**INPUT RECORDS:**
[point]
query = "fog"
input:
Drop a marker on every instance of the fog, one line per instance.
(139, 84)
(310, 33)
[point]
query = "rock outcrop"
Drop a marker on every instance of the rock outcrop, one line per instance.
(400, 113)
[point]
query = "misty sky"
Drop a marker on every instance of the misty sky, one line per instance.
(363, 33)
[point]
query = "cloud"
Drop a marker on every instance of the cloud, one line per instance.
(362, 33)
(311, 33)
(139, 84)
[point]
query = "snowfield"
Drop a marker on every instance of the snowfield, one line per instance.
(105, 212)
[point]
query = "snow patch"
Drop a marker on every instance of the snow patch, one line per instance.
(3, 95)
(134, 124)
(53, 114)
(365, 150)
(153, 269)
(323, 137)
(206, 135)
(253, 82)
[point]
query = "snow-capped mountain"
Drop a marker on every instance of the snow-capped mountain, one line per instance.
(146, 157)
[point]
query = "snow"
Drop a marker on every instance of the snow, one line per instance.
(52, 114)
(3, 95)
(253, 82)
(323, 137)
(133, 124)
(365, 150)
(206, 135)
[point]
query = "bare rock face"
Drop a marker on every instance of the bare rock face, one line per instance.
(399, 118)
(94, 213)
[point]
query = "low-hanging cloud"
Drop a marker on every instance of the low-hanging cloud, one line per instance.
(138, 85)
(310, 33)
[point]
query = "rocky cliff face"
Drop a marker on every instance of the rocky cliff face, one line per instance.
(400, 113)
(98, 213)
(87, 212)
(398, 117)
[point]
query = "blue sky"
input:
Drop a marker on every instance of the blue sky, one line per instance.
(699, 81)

==

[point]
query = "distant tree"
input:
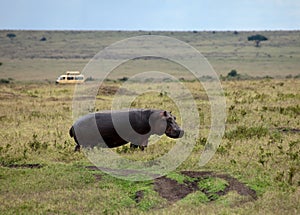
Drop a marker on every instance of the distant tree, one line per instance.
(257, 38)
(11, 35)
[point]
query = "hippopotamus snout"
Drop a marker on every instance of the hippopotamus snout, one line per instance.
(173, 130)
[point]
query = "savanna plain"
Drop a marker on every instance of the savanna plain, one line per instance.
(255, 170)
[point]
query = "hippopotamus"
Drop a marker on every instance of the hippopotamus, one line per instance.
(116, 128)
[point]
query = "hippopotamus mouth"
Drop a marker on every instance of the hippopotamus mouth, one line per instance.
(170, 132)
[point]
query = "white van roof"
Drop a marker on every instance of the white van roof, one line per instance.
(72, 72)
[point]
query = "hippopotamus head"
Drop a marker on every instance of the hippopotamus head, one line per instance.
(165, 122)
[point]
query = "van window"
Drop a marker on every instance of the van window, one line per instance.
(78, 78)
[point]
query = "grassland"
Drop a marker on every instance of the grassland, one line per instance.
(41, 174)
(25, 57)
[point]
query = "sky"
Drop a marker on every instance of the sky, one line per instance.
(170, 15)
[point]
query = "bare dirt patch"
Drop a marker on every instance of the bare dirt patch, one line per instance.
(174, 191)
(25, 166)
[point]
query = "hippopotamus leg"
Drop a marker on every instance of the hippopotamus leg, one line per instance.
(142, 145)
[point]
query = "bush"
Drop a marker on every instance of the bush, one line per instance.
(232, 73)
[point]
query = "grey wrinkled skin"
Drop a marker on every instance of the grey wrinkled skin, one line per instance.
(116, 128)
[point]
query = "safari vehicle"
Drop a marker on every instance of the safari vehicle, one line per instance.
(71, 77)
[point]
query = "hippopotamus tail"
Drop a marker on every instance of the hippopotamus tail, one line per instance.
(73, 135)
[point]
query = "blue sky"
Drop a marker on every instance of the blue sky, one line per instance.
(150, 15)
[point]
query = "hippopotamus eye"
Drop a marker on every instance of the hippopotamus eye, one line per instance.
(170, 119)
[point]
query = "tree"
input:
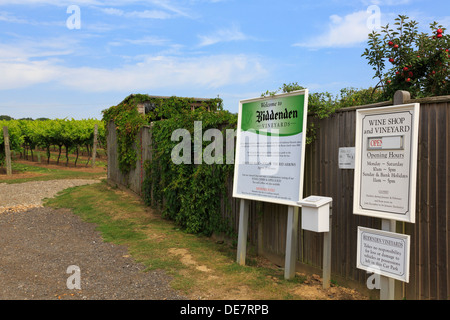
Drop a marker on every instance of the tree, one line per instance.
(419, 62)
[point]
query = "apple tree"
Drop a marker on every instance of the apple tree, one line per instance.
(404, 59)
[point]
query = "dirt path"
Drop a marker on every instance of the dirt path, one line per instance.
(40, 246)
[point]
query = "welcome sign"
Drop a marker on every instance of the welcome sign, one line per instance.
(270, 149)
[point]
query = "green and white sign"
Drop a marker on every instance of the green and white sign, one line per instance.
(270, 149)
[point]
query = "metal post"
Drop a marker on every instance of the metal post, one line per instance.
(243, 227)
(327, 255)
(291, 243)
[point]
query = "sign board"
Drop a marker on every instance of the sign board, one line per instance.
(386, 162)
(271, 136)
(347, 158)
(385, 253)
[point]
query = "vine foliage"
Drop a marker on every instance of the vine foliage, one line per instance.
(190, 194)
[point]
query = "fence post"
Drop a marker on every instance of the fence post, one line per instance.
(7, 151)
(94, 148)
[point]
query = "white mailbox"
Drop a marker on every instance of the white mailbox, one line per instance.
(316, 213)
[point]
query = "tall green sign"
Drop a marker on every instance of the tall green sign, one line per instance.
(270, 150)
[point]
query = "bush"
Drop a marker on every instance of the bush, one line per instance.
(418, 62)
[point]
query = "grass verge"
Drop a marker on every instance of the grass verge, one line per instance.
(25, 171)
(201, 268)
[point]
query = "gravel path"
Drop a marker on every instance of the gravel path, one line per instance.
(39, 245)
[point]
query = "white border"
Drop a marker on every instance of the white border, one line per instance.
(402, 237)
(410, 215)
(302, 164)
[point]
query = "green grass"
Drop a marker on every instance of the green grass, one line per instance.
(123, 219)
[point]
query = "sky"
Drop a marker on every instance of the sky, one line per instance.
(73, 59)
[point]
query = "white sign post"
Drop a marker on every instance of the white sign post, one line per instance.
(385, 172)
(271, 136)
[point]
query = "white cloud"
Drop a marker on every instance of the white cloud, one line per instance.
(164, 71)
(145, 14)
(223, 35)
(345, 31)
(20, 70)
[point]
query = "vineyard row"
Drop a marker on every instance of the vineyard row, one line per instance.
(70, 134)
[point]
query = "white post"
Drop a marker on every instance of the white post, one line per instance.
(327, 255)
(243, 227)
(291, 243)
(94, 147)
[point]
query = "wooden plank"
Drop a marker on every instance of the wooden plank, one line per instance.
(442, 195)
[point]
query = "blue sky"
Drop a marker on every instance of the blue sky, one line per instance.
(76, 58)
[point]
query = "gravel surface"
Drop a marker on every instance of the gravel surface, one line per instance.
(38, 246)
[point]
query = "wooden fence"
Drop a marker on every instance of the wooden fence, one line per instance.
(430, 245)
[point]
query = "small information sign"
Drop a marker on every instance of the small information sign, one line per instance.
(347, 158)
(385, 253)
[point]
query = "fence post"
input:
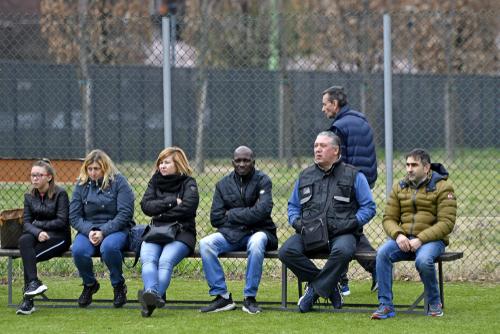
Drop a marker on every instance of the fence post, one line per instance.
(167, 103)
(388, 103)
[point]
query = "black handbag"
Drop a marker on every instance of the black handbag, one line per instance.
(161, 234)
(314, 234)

**GIVEN TASK:** Locate each line in the listing above that contains the string "hanging" and copy those lines out. Matching is case-sensitive.

**FULL SOLUTION:**
query = "low-hanging cloud"
Drop a marker on every instance of the low-hanging cloud, one line per instance.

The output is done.